◆ **WRITTEN INSTRUCTION 1**
Answer these questions from the section on developing a deep learning agent below:
(a) How are the framework's suggestions and changes shown?
(b) What was developed to act like the control system of the framework?
(c) Where are the details of the rule-based inference algorithm explained?
◆ **WRITTEN INSTRUCTION 2**
Write the next paragraph of the section on developing a deep learning agent, continuing after its final sentence.

3.4 Developing a Deep Learning Agent.
The framework generates the design as a picture and the suggestions/changes are shown as the highlighted pixels in the heatmaps. These images are basically how the deep learning framework imagines/suggests that the design should progress in the next few steps and is a pictorial visualization with no detailed information about which parts are members, their size, or where the nodes are. However, in order to evaluate a design, it needs to have parametric information for the nodes and members involved in the change/suggestion. Interpreting this heatmap information to make changes to the current design is a trivial activity for humans; however, it is very complex to map the process algorithmically. A rule-based algorithm was developed to act like the control system of the framework which can automatically inference from the heatmaps and map pixel-based suggestions to operator parameters. When combined with the framework, this completes the process of generation of a new design state given the current design states. Details of the rule-based inference algorithm are explained in the Appendix.

◆ **LISTING**

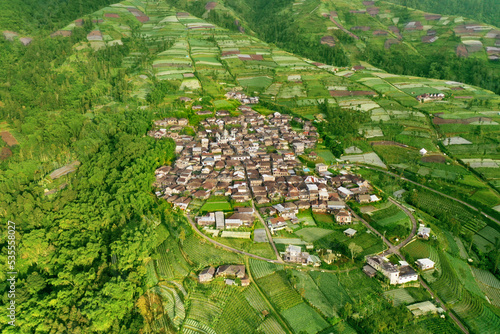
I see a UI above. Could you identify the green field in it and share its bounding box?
[293,270,338,318]
[200,196,232,212]
[282,303,329,334]
[294,227,333,242]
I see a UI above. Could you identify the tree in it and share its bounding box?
[349,242,363,261]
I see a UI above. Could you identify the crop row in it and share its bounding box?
[250,259,283,279]
[257,317,286,334]
[182,319,217,334]
[243,284,269,313]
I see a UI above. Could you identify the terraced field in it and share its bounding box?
[257,272,302,312]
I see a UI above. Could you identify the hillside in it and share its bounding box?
[185,0,500,93]
[0,0,500,334]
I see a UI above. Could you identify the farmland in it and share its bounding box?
[200,196,232,212]
[257,272,302,312]
[0,0,500,334]
[283,303,329,334]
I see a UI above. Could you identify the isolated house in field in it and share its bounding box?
[316,164,328,173]
[366,255,418,285]
[196,212,215,226]
[415,258,435,270]
[281,245,321,266]
[398,264,418,284]
[335,209,352,225]
[356,194,371,204]
[417,225,431,240]
[366,255,399,285]
[215,211,225,230]
[198,267,215,283]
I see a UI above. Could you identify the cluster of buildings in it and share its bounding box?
[416,93,444,103]
[149,106,380,237]
[198,265,250,286]
[224,91,259,104]
[363,255,435,285]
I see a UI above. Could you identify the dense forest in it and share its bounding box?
[389,0,500,27]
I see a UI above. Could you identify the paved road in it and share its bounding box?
[358,165,500,225]
[352,198,469,334]
[252,201,283,263]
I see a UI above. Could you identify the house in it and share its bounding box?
[415,258,435,270]
[327,200,345,210]
[398,265,418,284]
[344,228,358,238]
[215,265,245,278]
[215,211,225,230]
[307,255,321,267]
[366,255,418,285]
[268,217,287,234]
[417,225,431,240]
[87,30,102,41]
[315,163,328,174]
[335,209,352,225]
[241,276,250,286]
[224,218,243,228]
[356,194,371,204]
[282,245,309,264]
[366,255,399,285]
[321,249,338,264]
[198,267,215,283]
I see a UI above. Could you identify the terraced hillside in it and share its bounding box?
[186,0,500,93]
[0,0,500,334]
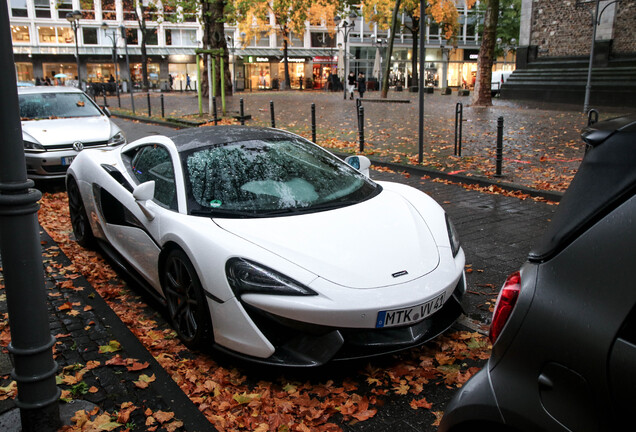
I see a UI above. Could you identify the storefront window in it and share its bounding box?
[15,63,35,82]
[11,0,29,18]
[11,26,31,43]
[33,0,51,18]
[102,0,117,21]
[42,63,77,85]
[38,27,75,44]
[56,0,73,19]
[80,0,95,19]
[82,27,97,45]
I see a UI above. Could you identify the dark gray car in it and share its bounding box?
[439,117,636,432]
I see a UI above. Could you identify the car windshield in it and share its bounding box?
[18,93,102,120]
[183,138,380,217]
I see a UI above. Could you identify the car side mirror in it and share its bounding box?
[345,155,371,177]
[133,180,155,220]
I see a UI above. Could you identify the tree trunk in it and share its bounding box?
[380,0,401,99]
[472,0,499,106]
[283,37,291,90]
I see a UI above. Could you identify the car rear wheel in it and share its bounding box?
[66,177,95,248]
[162,249,212,349]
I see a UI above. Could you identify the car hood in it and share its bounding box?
[22,116,112,146]
[215,189,439,289]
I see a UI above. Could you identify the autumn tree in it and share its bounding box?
[472,0,499,106]
[234,0,337,88]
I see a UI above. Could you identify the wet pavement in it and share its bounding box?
[0,92,586,432]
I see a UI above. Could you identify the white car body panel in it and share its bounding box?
[69,126,465,359]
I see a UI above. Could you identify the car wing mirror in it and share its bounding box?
[133,180,155,220]
[345,155,371,177]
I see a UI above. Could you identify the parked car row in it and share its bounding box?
[19,87,636,432]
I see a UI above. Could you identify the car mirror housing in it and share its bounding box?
[345,155,371,177]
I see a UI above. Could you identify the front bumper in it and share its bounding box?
[217,277,466,367]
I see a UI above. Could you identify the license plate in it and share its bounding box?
[62,156,75,166]
[375,293,444,328]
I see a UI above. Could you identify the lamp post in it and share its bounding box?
[333,11,357,99]
[102,22,121,108]
[66,10,82,90]
[119,25,135,114]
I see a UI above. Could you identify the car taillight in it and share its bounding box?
[488,272,521,344]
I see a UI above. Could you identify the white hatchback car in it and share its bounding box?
[18,86,126,180]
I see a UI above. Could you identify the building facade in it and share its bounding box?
[6,0,502,91]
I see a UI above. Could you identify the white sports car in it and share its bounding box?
[66,126,465,366]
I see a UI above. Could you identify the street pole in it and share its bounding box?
[119,25,135,114]
[0,2,61,432]
[414,0,426,163]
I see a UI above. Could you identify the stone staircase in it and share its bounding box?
[501,58,636,109]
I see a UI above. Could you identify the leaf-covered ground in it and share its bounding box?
[0,192,490,432]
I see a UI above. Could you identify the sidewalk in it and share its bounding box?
[107,91,636,192]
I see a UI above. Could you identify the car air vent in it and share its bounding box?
[46,141,108,150]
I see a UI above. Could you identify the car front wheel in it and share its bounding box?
[66,177,95,248]
[162,249,212,349]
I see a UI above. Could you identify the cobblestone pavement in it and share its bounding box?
[107,91,636,191]
[0,115,556,432]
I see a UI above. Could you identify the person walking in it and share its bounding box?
[358,72,367,99]
[347,72,356,99]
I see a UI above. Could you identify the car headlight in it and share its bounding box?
[23,140,46,151]
[446,215,460,256]
[225,258,317,297]
[108,132,126,145]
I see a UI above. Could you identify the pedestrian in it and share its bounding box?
[352,72,367,99]
[347,72,356,99]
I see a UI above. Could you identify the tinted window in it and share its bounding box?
[183,139,379,217]
[18,93,102,120]
[131,146,177,210]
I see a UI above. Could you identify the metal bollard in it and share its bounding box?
[495,117,503,177]
[239,98,245,126]
[212,96,219,126]
[269,101,276,128]
[455,102,464,157]
[587,108,598,126]
[311,103,316,144]
[358,105,364,153]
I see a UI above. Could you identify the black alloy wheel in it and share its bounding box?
[162,249,213,349]
[66,177,95,248]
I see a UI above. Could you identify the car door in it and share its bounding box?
[99,143,178,290]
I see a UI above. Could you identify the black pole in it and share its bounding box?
[269,101,276,128]
[239,98,245,125]
[495,117,503,177]
[358,105,364,153]
[311,103,316,144]
[413,0,426,163]
[455,102,464,157]
[0,2,61,432]
[212,96,219,126]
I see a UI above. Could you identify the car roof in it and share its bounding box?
[529,116,636,262]
[18,86,84,94]
[170,125,300,153]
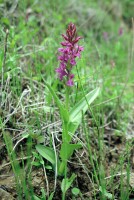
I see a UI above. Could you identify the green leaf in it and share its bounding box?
[72,187,80,196]
[68,88,100,138]
[45,81,69,122]
[60,143,82,160]
[36,144,60,166]
[99,186,113,199]
[61,174,76,193]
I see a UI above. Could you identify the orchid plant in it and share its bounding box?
[36,23,99,195]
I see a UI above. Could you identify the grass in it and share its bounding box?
[0,0,134,200]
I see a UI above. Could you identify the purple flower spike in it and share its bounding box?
[56,23,84,87]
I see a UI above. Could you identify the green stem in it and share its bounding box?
[65,85,69,110]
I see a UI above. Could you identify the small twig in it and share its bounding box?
[0,156,32,170]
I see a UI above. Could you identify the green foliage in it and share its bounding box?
[0,0,134,200]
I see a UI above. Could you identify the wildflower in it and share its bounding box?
[56,23,84,87]
[103,32,108,41]
[118,27,123,36]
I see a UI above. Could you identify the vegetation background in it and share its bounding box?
[0,0,134,200]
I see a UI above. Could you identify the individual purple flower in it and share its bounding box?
[56,23,84,87]
[118,27,123,36]
[103,32,108,41]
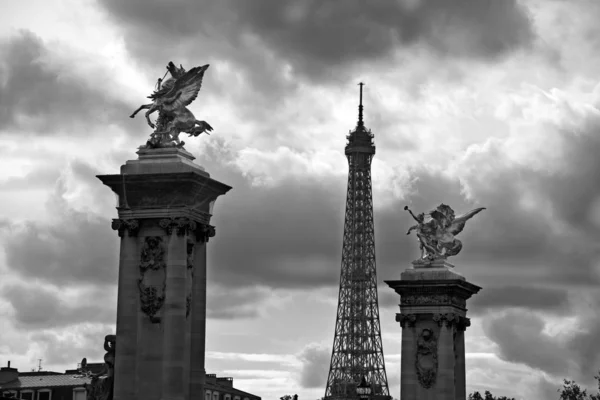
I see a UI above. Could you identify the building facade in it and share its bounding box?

◆ **RESPONSE 1**
(a) As highlighted pixels in the heatmaps.
(b) A rule-based algorithm that automatically infers from the heatmaps and maps pixel-based suggestions to operator parameters.
(c) In the Appendix.

◆ **RESPONSE 2**
In brief, the algorithm uses image-processing techniques to preprocess and isolate different regions that may correspond to distinct operations from the heatmap. Further, the regions are analyzed based on the different parameters to check and classify it as a particular operation, and finally, a candidate list is prepared based on the different regions; these candidate lists can appear similar to Fig. 8. The final step in the algorithm is to select one operation from the list to finally apply on the design. This is achieved by comparing the similarity between the suggestion and the candidates and the one with the highest similarity is probabilistically selected. Hence, the algorithm goes through these different steps and outputs the particular operation parameters to change the design of the truss structure. The framework is shown in Fig. 9, it can be considered an independent agent as it senses an environment, makes decisions, and then acts on the environment generating new designs [73]. The design state is the sequence of the previous five designs which is used as an input for the framework. This engine generates a suggestion heatmap, which is fed into the inference algorithm. This algorithm processes the suggestions and classifies the pixel representation into a design operation. This move is then executed, and a new design is generated.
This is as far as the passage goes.